▸ AIM OF THE EXERCISE: Write out every one of the following records line for line, with no changes.

START DATASET RECORDS

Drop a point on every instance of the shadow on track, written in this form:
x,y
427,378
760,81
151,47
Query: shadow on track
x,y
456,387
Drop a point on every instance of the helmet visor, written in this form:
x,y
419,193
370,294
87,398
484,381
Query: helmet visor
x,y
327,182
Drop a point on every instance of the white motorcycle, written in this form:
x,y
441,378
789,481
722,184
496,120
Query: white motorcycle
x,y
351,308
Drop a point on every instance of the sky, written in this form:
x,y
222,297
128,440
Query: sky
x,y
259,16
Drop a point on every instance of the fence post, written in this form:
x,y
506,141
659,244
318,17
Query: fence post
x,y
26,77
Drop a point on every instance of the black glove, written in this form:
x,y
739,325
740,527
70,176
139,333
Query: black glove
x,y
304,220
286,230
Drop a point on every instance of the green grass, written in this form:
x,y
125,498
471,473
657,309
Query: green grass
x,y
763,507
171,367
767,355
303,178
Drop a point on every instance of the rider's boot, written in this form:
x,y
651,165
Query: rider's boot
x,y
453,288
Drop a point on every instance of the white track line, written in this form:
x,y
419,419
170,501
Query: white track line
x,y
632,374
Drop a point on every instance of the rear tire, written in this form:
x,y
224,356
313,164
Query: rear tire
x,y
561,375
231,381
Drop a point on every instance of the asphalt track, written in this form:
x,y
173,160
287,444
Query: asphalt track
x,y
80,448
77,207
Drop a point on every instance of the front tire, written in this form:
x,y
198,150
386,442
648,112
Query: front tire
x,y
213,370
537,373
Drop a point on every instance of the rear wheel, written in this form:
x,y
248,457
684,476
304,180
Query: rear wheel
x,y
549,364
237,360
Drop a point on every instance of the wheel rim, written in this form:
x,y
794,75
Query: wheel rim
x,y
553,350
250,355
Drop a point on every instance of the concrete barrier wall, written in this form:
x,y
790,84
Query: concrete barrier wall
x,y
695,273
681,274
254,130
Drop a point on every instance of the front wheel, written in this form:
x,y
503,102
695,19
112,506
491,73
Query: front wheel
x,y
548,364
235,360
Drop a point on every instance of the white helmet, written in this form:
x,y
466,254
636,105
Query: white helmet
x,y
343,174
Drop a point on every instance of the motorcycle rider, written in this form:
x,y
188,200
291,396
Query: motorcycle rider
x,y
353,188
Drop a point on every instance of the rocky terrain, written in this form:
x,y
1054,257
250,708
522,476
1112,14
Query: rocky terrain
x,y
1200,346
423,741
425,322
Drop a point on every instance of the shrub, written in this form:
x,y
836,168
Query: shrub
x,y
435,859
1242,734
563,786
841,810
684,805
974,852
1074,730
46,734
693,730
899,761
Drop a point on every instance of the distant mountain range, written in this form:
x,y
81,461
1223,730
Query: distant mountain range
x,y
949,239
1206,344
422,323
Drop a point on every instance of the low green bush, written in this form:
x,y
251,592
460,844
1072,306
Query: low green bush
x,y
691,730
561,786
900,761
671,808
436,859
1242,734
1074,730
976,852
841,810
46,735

END DATASET RECORDS

▸ RESULT:
Drop a point on every instance of the shadow on track, written in this form:
x,y
427,378
760,81
151,47
Query: shadow on track
x,y
456,387
Drop a point on every instance of the helmet visor, written in this form:
x,y
419,193
370,294
87,398
484,381
Query: helmet visor
x,y
327,182
Drop a point on every instance of the white motorcycle, written in this form:
x,y
441,378
789,481
722,184
496,120
Query: white motorcycle
x,y
351,308
Drop a point on every instance of the sky, written in this form:
x,y
222,297
128,440
Query: sky
x,y
259,16
Drop a point on every instance of the fence post, written in this form:
x,y
506,141
659,244
318,17
Query: fence post
x,y
26,77
Drop a point on every instance of the black glove, written in this form:
x,y
739,325
740,527
70,176
139,333
Query: black glove
x,y
304,220
286,230
Drop a point on every instance of the green grass, written in this form:
x,y
125,498
471,473
657,309
Query: green grass
x,y
763,507
171,367
767,355
303,178
Drop a point on every instance of the rider's boot, written in this form:
x,y
651,165
Query: rider's boot
x,y
453,288
Drop a point on every instance of the white track line, written in this form:
x,y
419,419
170,501
Query: white track line
x,y
632,374
Drop a point on every instance of the rear tire, written in this form:
x,y
224,356
313,164
Query: rear tire
x,y
561,375
231,381
Drop a point on every instance of the asphalt track, written in this form:
x,y
173,160
287,444
Query: asphalt track
x,y
80,448
77,207
Drop a point on every instance of the front tire, written in this form:
x,y
198,150
386,442
648,112
Query: front tire
x,y
213,370
537,373
Drop a point on every instance of the rear wheel, written in this form:
x,y
248,457
684,476
304,180
Query: rear wheel
x,y
549,364
237,360
Drop a point on every instance of the wheel rim, written in this form:
x,y
794,75
Query: wheel rim
x,y
553,350
250,355
Drop a point on every instance of the concrete barrier wall, written in this form:
x,y
790,84
Query: concrete barrier wall
x,y
695,273
681,274
254,130
Drop a point on every instance of the front wheel, written in this form:
x,y
503,102
695,19
112,506
491,73
Query: front wheel
x,y
548,364
235,360
Drop a point on every instance of the white helmet, written in this form:
x,y
466,254
636,105
Query: white helmet
x,y
343,174
Drop a point on every instance of the motorcycle rider, written in this form:
x,y
188,200
291,396
Query: motorcycle rider
x,y
353,188
Drop a point on every instance of the rocky terrain, written in this form:
x,y
1054,257
250,708
522,476
1112,14
Query: rocky terrain
x,y
1200,346
423,741
425,322
Drop a point on every instance of the shrub, written in this form:
x,y
836,168
Query: shrub
x,y
435,859
1242,734
563,786
841,810
684,805
974,852
1074,730
46,734
693,730
899,761
Drop a point on every instance of the distant mountain range, written in this form:
x,y
81,461
1223,730
Query: distant mountain range
x,y
949,239
1206,344
422,323
Drop a point on every instance of the low green bush, written in this form:
x,y
251,592
460,844
1072,306
Query: low green bush
x,y
691,730
561,786
900,761
671,808
436,859
1242,734
1074,730
976,852
841,810
46,735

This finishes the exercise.